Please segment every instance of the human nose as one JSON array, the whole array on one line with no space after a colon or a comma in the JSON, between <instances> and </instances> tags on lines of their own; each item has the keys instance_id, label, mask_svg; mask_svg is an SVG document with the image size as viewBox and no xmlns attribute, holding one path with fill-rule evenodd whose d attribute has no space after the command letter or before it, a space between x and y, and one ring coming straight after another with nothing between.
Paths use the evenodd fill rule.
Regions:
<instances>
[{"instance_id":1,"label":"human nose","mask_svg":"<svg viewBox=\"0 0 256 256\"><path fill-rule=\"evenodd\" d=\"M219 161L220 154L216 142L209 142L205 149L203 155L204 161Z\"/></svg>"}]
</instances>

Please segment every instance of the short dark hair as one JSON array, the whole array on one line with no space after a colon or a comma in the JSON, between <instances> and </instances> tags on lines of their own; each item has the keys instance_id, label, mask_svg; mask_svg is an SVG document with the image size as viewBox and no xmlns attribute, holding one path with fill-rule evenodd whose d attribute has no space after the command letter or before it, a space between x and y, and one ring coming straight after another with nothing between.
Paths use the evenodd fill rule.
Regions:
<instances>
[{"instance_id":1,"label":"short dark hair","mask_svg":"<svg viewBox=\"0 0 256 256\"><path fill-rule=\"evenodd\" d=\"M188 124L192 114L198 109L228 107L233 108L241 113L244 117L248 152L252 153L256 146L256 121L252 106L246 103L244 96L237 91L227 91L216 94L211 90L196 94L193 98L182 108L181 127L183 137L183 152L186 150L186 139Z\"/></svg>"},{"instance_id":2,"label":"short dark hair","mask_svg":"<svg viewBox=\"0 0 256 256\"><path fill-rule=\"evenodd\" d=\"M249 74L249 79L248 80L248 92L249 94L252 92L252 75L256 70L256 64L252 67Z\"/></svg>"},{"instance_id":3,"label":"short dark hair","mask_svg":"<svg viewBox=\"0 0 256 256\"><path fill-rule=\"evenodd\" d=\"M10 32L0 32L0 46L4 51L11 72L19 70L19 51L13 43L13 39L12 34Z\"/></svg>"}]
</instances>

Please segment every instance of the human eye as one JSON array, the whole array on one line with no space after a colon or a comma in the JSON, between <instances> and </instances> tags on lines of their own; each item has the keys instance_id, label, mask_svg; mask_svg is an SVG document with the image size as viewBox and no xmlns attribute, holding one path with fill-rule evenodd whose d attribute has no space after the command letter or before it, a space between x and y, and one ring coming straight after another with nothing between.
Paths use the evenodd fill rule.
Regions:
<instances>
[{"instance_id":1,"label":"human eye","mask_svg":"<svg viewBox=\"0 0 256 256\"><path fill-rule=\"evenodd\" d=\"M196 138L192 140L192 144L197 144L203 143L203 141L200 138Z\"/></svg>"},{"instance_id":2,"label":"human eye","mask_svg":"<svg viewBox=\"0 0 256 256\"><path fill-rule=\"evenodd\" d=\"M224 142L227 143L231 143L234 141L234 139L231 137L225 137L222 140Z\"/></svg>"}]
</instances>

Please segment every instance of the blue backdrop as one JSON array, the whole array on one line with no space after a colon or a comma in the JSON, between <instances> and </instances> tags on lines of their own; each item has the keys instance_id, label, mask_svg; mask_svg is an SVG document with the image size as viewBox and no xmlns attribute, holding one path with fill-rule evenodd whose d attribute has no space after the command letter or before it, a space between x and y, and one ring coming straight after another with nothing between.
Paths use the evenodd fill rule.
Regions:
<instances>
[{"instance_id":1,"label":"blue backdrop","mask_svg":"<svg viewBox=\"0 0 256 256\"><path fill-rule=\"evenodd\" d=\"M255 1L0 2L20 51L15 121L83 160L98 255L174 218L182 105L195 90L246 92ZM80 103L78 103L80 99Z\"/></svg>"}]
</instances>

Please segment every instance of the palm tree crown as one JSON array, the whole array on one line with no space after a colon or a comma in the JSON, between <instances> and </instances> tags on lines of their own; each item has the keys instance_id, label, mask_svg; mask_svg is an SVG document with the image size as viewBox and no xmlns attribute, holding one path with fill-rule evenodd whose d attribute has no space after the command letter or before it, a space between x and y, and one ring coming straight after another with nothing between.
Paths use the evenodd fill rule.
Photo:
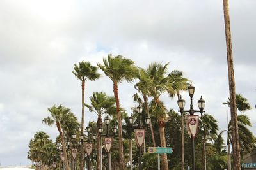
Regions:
...
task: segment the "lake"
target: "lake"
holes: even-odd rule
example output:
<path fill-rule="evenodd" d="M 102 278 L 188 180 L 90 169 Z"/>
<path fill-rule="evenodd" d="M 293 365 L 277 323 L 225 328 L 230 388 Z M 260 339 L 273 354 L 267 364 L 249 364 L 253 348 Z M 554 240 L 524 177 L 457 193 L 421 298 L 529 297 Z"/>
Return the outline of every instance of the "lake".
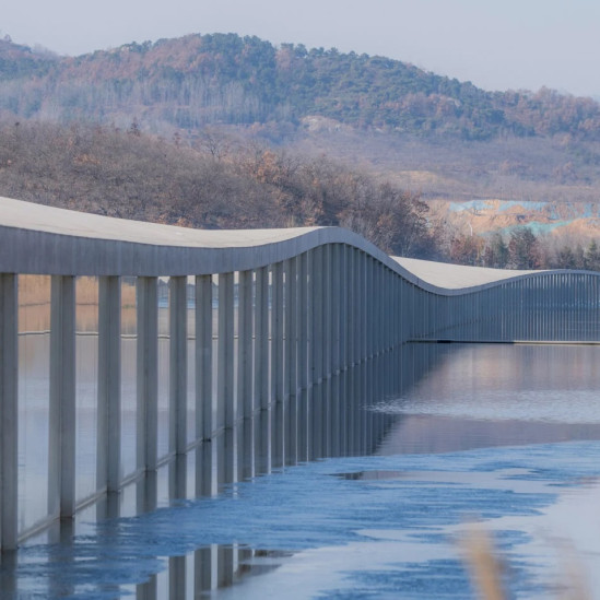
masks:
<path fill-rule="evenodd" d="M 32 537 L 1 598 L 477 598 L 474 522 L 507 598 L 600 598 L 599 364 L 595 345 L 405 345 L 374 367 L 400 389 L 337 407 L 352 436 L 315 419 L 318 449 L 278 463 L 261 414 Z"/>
* * *
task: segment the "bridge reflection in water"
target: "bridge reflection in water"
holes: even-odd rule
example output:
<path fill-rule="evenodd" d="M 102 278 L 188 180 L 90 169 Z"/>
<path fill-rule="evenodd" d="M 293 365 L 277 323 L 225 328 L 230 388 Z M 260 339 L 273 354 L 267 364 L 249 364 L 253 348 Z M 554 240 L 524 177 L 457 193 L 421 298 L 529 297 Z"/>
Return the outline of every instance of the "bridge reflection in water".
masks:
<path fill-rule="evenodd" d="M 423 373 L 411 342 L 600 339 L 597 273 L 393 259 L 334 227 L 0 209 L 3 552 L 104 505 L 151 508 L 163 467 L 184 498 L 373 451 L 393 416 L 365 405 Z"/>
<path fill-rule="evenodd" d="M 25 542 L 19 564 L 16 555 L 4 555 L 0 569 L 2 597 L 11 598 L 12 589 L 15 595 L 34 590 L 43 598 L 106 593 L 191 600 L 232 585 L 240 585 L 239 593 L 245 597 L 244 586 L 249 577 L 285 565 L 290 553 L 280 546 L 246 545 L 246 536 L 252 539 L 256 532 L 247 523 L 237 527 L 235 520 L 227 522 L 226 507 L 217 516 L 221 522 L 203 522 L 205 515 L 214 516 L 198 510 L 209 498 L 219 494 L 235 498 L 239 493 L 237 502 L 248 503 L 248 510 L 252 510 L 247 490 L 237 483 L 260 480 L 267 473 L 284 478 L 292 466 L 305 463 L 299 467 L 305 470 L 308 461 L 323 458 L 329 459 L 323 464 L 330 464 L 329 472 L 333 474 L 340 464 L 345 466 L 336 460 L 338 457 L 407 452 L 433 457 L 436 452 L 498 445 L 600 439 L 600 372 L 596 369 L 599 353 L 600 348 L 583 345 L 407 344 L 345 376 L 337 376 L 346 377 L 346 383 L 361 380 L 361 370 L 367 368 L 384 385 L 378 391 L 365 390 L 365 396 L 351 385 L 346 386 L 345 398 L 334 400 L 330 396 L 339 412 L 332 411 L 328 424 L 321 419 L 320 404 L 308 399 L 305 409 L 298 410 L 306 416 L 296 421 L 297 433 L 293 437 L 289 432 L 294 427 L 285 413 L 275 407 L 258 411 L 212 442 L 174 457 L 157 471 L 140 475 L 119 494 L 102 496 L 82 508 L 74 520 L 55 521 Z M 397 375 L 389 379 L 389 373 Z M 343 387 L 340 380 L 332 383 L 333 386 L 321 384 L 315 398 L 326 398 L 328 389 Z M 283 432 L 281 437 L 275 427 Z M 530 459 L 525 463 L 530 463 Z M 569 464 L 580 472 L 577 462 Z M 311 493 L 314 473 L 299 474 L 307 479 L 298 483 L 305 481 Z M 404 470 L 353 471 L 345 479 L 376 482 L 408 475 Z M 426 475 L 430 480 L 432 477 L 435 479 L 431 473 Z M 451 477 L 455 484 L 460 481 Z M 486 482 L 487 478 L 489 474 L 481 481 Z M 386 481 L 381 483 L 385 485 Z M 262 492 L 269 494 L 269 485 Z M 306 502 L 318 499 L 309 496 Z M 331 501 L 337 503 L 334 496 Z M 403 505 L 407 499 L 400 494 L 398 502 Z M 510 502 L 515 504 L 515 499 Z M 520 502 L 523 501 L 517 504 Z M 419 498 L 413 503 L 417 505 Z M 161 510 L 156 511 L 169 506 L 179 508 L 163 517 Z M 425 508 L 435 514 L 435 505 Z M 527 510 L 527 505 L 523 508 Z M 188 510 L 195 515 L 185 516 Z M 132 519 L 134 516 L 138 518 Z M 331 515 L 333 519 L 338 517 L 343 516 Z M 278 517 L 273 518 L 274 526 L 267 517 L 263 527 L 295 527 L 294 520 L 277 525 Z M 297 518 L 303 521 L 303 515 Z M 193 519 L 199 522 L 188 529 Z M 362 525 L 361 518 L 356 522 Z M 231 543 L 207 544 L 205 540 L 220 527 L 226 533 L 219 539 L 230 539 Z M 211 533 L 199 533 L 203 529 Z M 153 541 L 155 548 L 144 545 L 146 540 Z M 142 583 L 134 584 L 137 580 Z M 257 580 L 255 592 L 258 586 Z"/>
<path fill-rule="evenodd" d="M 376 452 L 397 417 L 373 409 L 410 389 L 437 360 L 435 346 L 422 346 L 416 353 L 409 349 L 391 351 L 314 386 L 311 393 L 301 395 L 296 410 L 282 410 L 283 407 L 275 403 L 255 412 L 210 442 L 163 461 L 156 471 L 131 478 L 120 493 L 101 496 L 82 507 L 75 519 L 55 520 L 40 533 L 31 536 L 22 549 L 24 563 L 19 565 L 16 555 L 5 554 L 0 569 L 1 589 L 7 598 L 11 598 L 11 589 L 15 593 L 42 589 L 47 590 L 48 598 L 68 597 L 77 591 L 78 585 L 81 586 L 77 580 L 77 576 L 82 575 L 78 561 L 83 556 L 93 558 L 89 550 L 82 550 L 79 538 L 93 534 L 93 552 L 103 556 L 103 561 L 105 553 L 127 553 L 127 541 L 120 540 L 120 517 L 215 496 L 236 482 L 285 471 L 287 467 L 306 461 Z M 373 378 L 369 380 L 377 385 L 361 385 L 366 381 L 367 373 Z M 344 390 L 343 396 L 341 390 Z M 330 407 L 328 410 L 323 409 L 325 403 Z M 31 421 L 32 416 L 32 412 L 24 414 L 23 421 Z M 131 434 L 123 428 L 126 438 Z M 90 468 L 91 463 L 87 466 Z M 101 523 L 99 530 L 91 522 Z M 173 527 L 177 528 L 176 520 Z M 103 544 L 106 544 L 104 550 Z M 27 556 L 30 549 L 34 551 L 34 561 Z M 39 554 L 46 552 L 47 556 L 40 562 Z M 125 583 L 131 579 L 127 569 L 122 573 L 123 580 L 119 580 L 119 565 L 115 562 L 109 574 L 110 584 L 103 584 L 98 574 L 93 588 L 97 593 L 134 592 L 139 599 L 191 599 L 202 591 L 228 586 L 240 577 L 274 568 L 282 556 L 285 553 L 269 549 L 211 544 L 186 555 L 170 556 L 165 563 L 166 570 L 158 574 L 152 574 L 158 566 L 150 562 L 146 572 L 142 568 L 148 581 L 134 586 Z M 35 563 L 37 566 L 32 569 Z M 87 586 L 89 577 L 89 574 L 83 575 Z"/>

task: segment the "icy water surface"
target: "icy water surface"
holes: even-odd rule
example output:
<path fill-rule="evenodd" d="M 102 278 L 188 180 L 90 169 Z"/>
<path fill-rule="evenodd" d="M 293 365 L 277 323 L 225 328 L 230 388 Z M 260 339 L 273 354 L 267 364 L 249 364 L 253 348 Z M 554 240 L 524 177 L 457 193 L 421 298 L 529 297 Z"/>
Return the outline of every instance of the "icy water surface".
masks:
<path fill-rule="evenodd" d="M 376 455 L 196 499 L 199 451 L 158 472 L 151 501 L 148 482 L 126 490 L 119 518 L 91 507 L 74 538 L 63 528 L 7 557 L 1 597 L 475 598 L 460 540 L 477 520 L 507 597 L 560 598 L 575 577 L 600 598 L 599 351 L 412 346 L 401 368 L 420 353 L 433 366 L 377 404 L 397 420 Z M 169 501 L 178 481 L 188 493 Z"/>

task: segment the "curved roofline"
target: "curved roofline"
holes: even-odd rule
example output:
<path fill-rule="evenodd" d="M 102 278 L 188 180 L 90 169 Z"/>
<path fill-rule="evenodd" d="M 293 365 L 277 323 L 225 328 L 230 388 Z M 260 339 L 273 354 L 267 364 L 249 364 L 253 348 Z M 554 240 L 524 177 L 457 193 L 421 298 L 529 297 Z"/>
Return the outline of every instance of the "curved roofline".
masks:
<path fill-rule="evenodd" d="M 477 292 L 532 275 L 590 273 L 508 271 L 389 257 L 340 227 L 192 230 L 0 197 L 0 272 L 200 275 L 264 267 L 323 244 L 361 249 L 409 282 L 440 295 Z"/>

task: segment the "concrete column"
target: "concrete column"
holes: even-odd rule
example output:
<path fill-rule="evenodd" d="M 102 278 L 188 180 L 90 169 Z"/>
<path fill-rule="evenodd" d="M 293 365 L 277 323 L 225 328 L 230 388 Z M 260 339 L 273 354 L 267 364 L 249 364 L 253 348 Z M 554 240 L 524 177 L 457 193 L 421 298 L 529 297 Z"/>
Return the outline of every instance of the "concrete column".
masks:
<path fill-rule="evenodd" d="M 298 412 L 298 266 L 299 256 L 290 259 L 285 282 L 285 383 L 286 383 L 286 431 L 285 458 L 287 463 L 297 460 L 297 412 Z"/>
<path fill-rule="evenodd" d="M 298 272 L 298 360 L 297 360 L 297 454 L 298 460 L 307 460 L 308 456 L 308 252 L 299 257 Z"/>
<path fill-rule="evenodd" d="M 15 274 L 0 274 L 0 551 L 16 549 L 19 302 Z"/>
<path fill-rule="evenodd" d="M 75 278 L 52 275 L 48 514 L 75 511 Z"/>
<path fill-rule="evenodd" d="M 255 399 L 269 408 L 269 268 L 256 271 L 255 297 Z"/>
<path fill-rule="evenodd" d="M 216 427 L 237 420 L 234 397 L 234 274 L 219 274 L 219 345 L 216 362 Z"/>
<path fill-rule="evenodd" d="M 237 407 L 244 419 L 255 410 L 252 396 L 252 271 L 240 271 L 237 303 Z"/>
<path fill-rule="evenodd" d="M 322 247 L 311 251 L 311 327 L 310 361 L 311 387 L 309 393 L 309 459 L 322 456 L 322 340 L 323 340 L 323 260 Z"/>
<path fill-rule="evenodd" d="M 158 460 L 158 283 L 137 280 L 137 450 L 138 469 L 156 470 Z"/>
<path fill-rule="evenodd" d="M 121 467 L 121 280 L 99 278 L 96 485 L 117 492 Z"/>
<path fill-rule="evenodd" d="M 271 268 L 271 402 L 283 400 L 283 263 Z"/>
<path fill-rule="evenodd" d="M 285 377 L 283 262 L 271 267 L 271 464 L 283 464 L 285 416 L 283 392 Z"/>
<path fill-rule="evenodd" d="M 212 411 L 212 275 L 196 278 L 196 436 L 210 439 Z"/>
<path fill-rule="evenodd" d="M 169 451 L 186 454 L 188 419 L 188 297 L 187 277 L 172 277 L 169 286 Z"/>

**GIVEN INSTRUCTION**.
Report each line of the entries above that contains the string "water", treating uppercase and lowercase as different.

**ANSWER TO THE EXERCISE**.
task: segment the "bridge reflection in water"
target: "bridge reflection in water"
Return the outline of every instance of the "bridge reflection in water".
task: segment the "icy water surface"
target: "icy water surface"
Return the outline of every instance of the "icy water surface".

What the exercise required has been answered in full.